▸ Requirement: Retype every line of the data below without changing anything, but leave out the pictures.

Pointing records:
------------------------------------------------------------
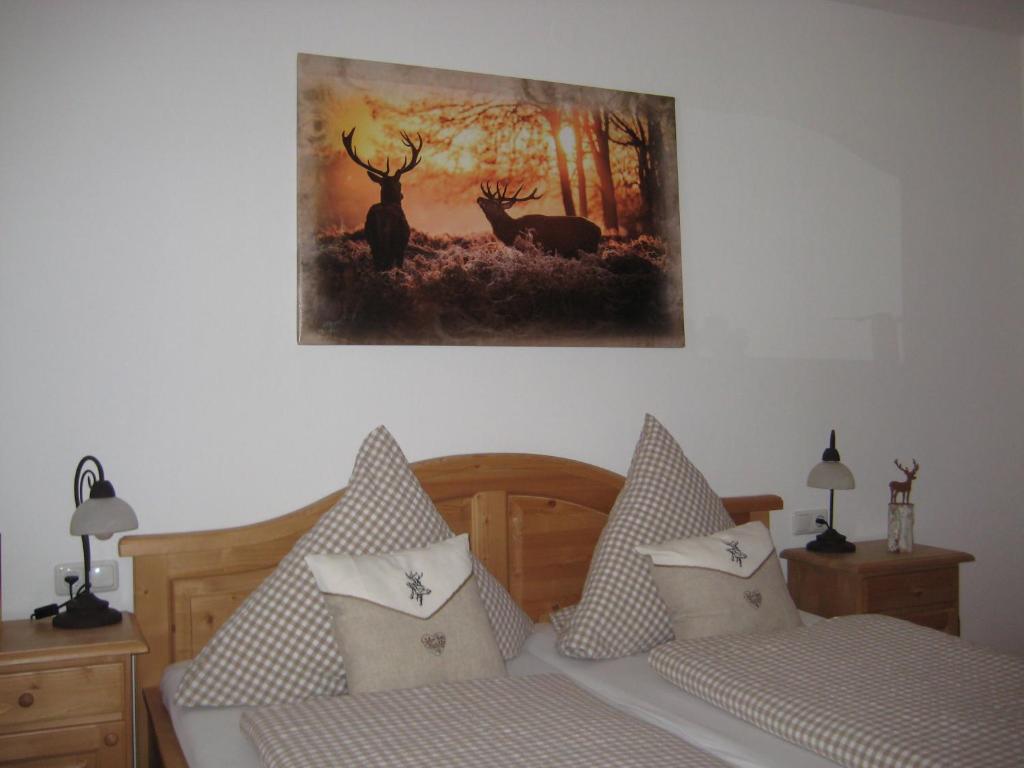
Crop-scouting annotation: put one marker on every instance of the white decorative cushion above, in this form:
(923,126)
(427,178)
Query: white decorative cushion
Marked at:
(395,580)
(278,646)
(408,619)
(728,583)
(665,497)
------------------------------------------------------------
▸ Completed task:
Crop-scouting annotation: put one marker on every instance of the white decorative cushion above, in this form:
(923,126)
(427,178)
Query: white decorative cushion
Marked at:
(395,580)
(278,646)
(408,619)
(728,583)
(665,497)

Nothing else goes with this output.